=== ACTIVITIES ===
a) Answer these from the review of The Fall of the House of Usher, one per line:
(i) Which actor plays Roderick Usher?
(ii) What is the deadly opiate made by Fortunato Pharmaceuticals called?
(iii) How many episodes does the series have?
b) List every actor that the review of The Fall of the House of Usher names in parentheses, with the character each one plays.
c) Continue the review of The Fall of the House of Usher from its final sentence.

=== PASSAGE TO READ ===

————

The fifth in filmmaker Mike Flanagan’s run of miniseries made for Netflix, The Fall of the House of Usher finds him returning to adaptation once again — only one of these, the vastly superior Midnight Mass, was an original piece of material. This latest effort mines many of the famous stories and characters from the work of Edgar Allan Poe, attaching them like limbs to a big Frankenstein’s monster that uses Usher as a spine, and adds a large dose of timely commentary that’s as amusing as it is often diabolically clumsy and tin-eared. The family dynasty here is that of Roderick Usher (Bruce Greenwood), who, along with his fraternal twin sister Madeline (Mary McDonnell), has controlled Fortunato Pharmaceuticals for decades, becoming wealthy beyond measure, enabling his many children (both legitimate and il-) in their decadent lifestyles, all the while addicting millions of people to his deadly opiate Ligadone.
Obviously, the Ushers here are a thinly-veiled analog for the real life Sackler family, which is as decent a jumping-off point as any for Flanagan’s targeting of the disgustingly rich. As the eight-episode series opens, Roderick sits down with longtime nemesis Auguste Dupin (Carl Lumbly), prepared to finally give this investigator the evidence he needs to put Roderick away forever. He proceeds to narrate the untimely and violent demises of every one of his children. Each episode takes a specific inspiration from one of Poe’s stories and spins them into something a bit more Stephen King-y in their cornball modernity. For instance, The Masque of the Red Death now features an orgy in a nightclub that becomes an acid-rain downpour of grue. Elsewhere, the killer feline at the center of The Black Cat is particularly amusing.

————

=== INFORMATION GIVEN ===
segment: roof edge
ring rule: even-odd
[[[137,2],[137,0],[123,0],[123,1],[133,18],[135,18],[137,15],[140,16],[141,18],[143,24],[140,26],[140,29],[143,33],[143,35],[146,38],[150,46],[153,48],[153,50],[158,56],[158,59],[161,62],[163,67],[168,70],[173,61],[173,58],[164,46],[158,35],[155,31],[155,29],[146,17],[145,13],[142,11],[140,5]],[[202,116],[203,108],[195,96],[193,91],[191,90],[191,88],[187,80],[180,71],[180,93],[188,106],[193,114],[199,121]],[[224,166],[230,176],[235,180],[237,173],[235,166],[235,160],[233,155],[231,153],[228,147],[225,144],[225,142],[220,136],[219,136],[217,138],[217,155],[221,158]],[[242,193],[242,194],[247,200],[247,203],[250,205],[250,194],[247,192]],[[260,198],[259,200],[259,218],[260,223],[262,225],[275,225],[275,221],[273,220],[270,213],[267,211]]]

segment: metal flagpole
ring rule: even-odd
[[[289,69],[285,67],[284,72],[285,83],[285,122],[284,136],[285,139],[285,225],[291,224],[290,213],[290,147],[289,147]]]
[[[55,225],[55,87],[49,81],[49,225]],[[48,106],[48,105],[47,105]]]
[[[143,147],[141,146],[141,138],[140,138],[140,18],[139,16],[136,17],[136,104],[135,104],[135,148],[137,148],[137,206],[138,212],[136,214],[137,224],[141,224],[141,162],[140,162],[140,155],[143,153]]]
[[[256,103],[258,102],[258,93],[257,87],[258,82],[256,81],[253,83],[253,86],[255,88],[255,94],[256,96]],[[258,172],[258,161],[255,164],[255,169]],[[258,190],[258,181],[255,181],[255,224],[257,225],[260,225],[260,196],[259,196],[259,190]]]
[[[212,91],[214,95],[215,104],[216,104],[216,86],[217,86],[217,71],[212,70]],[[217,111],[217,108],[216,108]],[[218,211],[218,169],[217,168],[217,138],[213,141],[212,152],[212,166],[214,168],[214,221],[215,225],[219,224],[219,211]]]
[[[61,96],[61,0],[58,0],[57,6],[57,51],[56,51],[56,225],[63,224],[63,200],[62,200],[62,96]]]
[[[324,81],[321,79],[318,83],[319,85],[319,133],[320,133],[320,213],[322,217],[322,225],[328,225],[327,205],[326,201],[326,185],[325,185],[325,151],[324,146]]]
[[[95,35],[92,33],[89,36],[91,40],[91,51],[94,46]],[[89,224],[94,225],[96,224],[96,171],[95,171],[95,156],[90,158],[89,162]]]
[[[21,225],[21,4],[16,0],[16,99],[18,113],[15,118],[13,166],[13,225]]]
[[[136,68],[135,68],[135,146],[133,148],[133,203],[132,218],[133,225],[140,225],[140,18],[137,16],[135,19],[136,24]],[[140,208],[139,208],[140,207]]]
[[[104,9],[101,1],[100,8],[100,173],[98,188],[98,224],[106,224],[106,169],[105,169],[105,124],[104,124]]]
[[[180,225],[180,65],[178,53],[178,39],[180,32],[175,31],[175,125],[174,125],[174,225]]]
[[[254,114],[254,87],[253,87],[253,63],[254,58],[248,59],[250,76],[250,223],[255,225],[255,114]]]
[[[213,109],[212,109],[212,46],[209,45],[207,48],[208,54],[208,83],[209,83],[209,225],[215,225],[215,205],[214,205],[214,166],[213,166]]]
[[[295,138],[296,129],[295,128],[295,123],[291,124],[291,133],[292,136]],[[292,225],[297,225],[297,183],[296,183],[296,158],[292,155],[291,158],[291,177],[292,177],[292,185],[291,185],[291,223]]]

————

=== ANSWERS GIVEN ===
a)
(i) Bruce Greenwood
(ii) Ligadone
(iii) Eight

b)
Bruce Greenwood as Roderick Usher
Mary McDonnell as Madeline
Carl Lumbly as Auguste Dupin

c)
All of these grisly delights are the karmic revenge of some shapeshifting spectral character named Verna — an anagram of raven; cute — played by Carla Gugino. It won’t be difficult to parse who she is or what exactly she’s after, especially given the series’ emphasis on righteous comeuppance; it’s all clever enough. As in his previous serial work, Flanagan’s stories here are relatively engrossing, and their yucky charms lend themselves well to a laundry-folding weekend binge-watch. Viewers familiar with Poe and his stories will spot endless references and Easter eggs, and in support of it all, Flanagan has also assembled a terrific cast, with everyone chewing appropriate amounts of scenery, particularly regular collaborator Henry Thomas as an especially scummy Usher son, as well as Mark Hamill as the family’s scary fixer.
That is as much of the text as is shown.